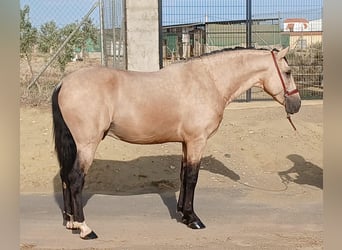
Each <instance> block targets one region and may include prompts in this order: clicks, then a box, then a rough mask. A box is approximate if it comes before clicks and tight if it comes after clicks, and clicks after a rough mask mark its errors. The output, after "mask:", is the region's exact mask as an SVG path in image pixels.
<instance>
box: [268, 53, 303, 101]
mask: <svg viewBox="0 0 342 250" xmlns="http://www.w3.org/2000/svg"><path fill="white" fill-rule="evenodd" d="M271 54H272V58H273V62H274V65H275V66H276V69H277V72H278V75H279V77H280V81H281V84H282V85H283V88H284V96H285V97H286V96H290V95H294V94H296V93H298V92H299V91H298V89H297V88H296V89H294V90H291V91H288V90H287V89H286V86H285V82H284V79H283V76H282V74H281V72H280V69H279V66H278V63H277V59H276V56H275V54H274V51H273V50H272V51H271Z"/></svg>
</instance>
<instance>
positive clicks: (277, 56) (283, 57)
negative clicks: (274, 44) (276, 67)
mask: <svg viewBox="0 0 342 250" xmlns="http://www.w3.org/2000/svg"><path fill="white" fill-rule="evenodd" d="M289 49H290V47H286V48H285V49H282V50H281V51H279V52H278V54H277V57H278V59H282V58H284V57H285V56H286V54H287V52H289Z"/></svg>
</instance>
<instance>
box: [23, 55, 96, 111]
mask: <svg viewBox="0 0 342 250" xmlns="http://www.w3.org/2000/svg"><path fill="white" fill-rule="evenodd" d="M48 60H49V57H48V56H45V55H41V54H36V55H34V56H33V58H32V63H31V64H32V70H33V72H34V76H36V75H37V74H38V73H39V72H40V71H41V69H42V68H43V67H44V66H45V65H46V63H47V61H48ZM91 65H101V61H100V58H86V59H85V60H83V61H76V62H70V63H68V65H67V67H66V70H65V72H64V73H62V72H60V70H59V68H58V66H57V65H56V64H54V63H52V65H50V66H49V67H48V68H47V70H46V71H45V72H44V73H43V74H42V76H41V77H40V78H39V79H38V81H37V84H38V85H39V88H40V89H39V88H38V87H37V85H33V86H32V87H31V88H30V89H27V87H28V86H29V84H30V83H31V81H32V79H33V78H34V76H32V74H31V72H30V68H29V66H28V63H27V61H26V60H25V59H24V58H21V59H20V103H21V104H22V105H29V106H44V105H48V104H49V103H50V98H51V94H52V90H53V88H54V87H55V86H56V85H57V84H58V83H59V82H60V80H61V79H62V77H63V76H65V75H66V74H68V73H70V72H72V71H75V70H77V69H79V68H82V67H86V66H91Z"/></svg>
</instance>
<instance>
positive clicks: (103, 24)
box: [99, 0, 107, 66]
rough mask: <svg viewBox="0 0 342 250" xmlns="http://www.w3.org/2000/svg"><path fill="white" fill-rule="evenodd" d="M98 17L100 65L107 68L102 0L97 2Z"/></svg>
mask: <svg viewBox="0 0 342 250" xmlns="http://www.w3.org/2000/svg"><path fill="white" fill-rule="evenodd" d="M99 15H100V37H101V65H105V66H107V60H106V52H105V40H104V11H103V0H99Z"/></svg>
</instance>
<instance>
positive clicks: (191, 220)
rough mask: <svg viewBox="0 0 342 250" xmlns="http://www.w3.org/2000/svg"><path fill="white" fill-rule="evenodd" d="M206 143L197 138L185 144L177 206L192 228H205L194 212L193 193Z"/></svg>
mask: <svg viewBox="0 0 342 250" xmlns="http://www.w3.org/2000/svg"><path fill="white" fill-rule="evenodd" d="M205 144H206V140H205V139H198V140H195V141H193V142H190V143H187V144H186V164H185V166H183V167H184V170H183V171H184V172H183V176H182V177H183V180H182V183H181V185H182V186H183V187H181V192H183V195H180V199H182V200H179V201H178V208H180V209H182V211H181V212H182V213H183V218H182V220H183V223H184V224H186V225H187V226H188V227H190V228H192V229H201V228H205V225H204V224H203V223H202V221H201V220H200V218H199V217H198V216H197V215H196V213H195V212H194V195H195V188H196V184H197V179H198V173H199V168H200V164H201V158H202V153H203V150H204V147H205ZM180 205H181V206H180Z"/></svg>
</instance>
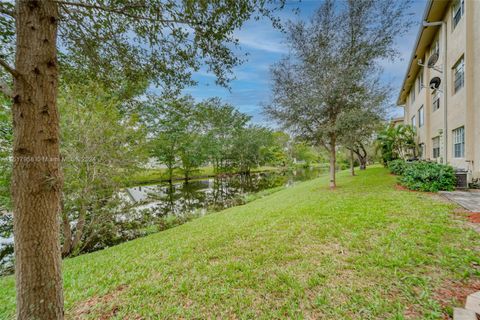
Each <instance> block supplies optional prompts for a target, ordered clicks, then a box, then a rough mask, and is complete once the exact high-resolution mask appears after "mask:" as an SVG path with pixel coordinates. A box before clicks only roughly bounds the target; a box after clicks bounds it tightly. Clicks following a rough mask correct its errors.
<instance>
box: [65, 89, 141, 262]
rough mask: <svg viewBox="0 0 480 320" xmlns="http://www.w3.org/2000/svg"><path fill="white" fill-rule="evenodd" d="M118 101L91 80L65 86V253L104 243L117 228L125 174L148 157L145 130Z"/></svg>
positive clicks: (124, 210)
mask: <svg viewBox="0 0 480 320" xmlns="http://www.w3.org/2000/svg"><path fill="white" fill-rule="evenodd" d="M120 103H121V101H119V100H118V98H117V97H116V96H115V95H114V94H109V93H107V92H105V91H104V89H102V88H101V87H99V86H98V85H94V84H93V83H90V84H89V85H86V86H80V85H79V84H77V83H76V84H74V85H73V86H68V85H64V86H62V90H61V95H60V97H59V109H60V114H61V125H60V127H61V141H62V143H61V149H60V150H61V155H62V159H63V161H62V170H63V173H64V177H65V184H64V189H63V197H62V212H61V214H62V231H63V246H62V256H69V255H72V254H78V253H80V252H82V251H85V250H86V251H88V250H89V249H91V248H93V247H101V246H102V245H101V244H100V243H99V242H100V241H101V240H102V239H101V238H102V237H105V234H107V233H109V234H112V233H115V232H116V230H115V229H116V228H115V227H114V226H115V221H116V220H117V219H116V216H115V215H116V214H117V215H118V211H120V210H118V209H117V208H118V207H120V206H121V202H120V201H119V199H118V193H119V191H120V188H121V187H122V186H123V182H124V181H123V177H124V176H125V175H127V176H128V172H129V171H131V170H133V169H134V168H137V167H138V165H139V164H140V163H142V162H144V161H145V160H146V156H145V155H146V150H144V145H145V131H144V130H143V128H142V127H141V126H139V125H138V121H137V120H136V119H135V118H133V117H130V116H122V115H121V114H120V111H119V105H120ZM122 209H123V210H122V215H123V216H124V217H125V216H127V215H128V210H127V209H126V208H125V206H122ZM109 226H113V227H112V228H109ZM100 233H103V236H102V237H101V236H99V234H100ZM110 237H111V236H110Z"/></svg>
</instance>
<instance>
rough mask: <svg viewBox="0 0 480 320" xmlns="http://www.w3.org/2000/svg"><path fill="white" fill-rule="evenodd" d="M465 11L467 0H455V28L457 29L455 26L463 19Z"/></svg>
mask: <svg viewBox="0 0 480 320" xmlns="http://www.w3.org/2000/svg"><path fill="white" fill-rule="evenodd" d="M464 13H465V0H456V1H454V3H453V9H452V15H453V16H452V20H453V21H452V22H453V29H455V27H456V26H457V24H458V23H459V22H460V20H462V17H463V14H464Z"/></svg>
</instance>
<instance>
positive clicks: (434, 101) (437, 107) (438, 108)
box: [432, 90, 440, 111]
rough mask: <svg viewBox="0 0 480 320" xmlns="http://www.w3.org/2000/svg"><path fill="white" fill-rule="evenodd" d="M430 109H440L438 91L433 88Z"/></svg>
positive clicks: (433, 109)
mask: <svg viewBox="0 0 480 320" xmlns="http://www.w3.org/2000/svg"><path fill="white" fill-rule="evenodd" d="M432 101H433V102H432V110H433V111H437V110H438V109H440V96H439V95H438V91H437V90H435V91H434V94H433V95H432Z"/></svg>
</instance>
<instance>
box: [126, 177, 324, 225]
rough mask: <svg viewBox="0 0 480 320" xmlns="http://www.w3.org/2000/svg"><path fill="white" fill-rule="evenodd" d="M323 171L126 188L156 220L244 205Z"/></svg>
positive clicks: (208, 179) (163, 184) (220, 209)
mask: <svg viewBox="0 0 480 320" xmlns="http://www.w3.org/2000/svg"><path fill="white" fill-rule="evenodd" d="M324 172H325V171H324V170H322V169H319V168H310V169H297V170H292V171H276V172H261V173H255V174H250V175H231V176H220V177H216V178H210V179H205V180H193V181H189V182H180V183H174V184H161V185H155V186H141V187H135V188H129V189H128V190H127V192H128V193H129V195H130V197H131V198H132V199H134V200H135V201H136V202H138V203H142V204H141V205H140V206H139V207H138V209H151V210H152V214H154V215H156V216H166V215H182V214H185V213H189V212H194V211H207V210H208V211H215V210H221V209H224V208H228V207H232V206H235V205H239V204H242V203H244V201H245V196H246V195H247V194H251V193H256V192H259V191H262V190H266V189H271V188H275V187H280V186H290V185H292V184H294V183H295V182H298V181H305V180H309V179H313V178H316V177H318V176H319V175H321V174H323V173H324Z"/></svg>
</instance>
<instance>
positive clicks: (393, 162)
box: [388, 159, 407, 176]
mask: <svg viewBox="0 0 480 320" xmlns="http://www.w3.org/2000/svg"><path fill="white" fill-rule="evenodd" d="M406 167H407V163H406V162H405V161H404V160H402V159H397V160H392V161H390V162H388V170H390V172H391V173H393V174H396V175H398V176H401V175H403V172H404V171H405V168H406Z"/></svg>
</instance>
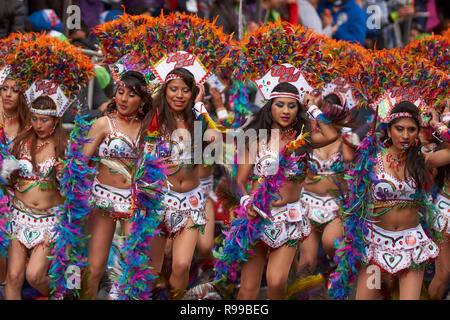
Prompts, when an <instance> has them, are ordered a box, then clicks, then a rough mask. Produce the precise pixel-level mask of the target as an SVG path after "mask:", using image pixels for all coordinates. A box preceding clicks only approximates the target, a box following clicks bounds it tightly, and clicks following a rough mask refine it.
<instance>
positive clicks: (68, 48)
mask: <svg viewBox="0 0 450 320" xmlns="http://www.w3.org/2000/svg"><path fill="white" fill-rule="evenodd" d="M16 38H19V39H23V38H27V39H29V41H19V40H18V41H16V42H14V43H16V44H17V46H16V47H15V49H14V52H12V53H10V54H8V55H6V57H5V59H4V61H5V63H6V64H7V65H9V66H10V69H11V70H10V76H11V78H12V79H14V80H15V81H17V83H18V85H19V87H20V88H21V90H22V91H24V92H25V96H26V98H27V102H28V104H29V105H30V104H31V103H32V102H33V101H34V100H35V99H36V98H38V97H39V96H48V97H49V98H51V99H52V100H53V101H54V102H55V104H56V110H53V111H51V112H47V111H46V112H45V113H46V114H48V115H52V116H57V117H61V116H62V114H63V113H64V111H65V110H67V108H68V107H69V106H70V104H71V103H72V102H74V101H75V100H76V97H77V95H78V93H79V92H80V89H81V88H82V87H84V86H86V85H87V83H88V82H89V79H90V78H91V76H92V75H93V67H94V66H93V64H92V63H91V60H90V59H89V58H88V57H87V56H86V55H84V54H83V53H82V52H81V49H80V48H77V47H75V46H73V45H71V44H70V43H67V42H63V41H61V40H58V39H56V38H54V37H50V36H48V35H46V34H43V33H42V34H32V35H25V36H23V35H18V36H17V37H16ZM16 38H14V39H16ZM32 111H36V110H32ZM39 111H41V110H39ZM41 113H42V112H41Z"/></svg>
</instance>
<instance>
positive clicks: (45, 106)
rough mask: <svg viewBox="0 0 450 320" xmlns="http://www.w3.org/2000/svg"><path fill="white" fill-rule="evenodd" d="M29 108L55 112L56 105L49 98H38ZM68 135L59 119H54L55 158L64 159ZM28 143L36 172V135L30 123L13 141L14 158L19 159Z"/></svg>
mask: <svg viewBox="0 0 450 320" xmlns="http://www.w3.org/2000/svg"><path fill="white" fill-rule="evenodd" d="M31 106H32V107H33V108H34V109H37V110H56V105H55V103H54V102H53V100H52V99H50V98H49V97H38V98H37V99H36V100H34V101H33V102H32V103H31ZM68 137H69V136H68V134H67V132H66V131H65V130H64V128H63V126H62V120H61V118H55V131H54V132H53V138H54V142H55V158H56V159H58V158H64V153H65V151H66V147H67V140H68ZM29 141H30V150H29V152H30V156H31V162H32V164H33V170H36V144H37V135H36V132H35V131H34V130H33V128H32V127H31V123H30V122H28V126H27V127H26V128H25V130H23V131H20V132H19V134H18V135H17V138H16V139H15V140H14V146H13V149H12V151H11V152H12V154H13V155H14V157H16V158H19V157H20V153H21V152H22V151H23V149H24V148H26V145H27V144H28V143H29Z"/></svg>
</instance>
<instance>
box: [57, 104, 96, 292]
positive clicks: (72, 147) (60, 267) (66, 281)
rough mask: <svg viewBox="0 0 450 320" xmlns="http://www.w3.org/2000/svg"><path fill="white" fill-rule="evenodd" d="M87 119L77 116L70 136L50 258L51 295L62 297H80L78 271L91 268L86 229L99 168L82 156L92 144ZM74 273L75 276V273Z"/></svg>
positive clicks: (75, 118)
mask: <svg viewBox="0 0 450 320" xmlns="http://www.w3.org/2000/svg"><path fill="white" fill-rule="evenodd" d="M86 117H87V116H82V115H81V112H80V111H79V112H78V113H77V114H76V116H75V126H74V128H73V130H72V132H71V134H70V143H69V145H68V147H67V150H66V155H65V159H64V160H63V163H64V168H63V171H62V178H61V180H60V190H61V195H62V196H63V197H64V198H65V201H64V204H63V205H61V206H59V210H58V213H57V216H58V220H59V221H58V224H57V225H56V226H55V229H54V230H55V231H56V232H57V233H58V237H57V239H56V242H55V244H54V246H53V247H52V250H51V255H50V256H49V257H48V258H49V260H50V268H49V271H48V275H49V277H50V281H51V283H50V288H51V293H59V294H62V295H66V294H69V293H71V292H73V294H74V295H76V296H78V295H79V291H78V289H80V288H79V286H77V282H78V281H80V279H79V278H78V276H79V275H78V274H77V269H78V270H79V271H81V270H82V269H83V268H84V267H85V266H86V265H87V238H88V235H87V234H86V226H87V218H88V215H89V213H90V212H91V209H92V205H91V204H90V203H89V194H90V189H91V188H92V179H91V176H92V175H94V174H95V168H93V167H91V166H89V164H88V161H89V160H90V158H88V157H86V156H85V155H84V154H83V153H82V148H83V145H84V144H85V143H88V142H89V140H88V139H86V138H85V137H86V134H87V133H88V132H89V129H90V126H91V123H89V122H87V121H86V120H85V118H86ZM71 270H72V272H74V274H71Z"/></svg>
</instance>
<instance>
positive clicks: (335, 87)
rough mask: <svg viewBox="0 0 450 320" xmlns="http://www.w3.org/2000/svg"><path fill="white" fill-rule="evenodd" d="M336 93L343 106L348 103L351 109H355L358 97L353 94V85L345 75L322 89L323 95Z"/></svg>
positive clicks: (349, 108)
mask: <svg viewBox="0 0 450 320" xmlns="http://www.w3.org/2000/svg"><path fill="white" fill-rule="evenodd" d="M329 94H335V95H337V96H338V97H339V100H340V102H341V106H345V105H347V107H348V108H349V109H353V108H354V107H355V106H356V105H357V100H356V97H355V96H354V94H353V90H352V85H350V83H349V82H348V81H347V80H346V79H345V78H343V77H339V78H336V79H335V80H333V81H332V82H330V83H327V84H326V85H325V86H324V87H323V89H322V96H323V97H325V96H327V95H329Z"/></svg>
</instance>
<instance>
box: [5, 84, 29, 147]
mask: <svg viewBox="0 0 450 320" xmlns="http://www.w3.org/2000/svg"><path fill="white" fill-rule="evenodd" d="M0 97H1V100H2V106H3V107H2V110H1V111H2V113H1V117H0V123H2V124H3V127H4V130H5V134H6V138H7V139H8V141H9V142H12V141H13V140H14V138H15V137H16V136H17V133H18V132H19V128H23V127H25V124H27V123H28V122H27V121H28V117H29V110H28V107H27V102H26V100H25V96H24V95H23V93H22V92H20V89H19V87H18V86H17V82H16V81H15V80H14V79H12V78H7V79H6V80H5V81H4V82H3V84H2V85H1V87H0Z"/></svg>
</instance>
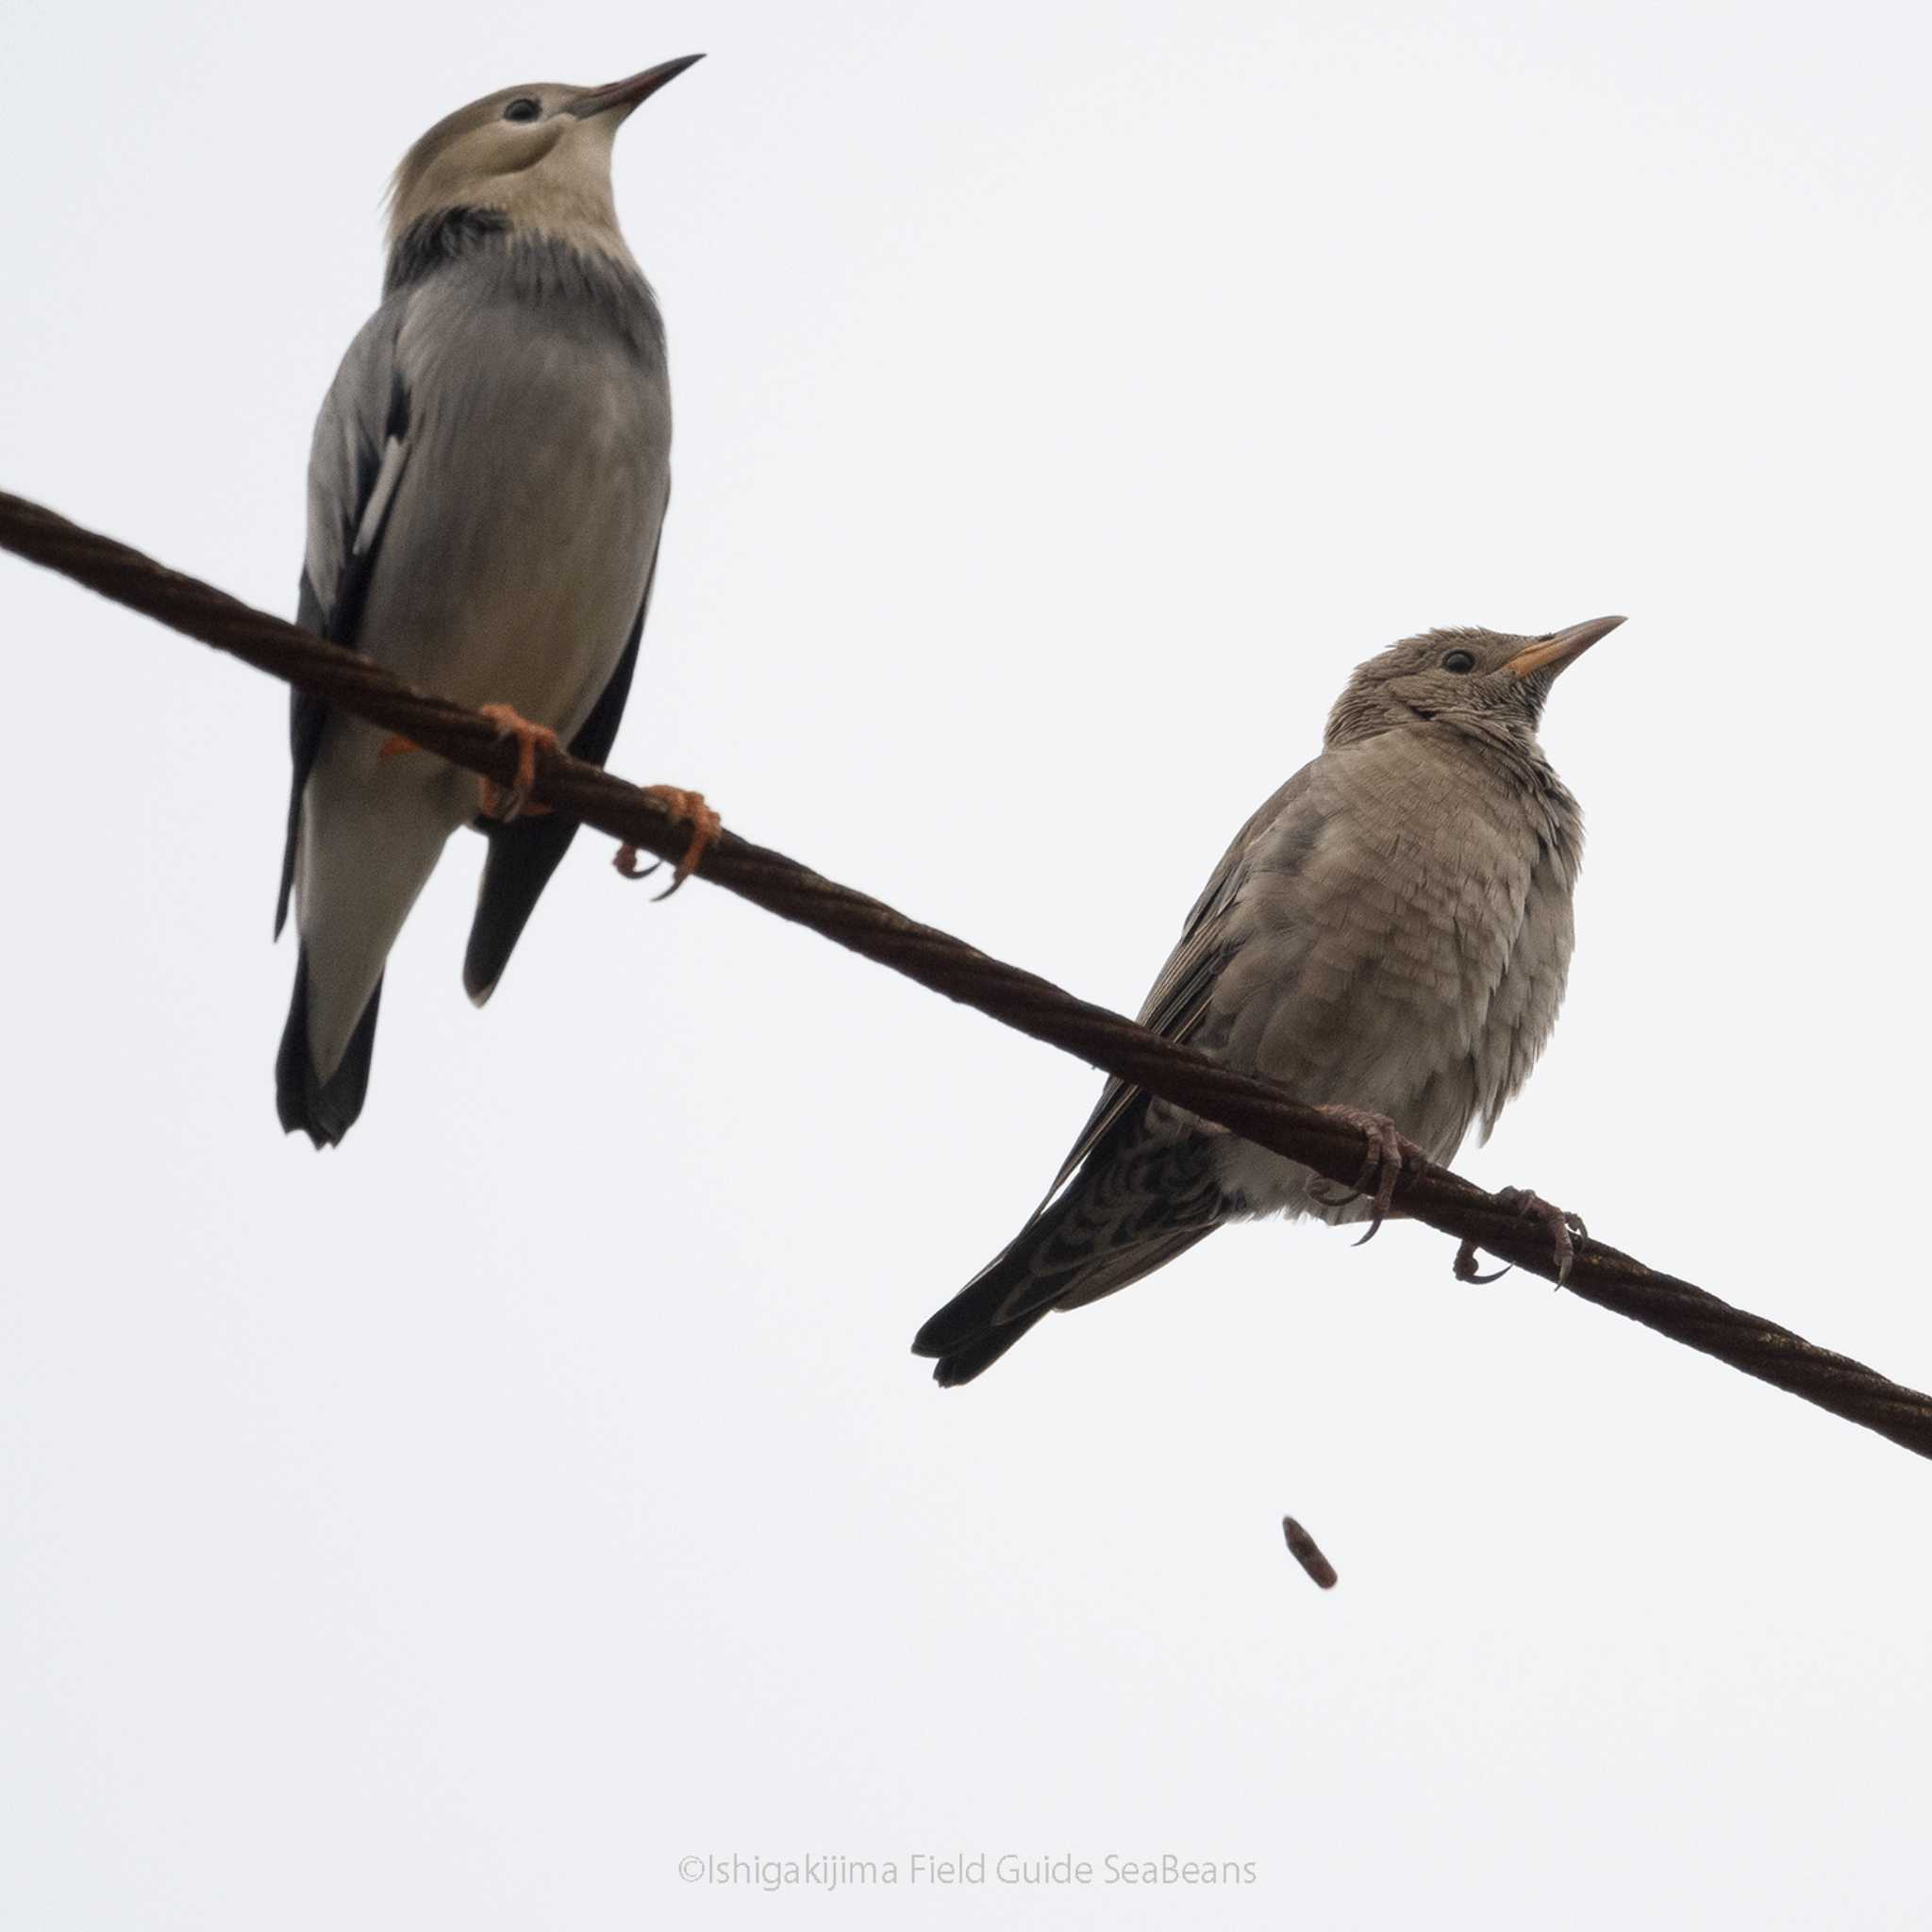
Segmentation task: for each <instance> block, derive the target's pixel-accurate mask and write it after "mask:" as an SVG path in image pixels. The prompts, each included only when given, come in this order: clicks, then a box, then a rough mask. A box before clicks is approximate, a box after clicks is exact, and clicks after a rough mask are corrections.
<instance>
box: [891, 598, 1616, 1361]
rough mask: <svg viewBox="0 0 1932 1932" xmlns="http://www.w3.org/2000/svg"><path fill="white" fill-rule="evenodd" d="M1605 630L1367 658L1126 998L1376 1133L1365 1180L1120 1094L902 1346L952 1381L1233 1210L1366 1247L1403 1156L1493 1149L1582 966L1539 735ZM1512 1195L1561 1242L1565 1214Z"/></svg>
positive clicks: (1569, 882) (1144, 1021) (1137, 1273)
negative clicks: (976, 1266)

How to complete this task → Pull out each line of the records above that contains the string "negative", and copy those lines in their original order.

Answer space →
negative clicks: (274, 44) (276, 67)
negative clicks: (976, 1266)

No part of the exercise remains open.